* [Input for this task]:
begin
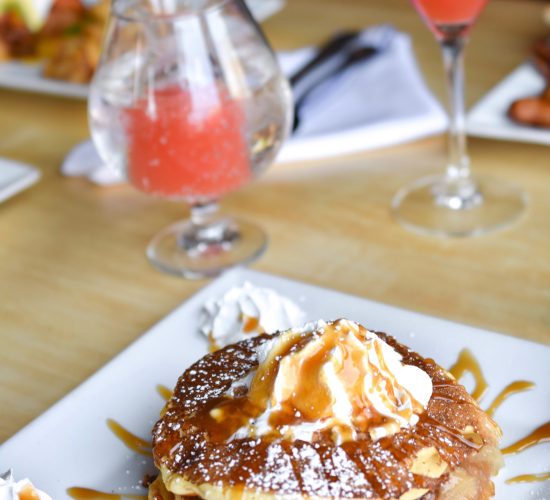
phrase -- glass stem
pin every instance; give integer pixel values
(458, 166)
(203, 213)
(208, 233)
end
* [Problem to work on]:
Return every line of the entries above verbatim, omitting the pictures.

* [Answer for the task]:
phrase -- glass stem
pin every instance; give integer pixel values
(458, 166)
(203, 213)
(208, 233)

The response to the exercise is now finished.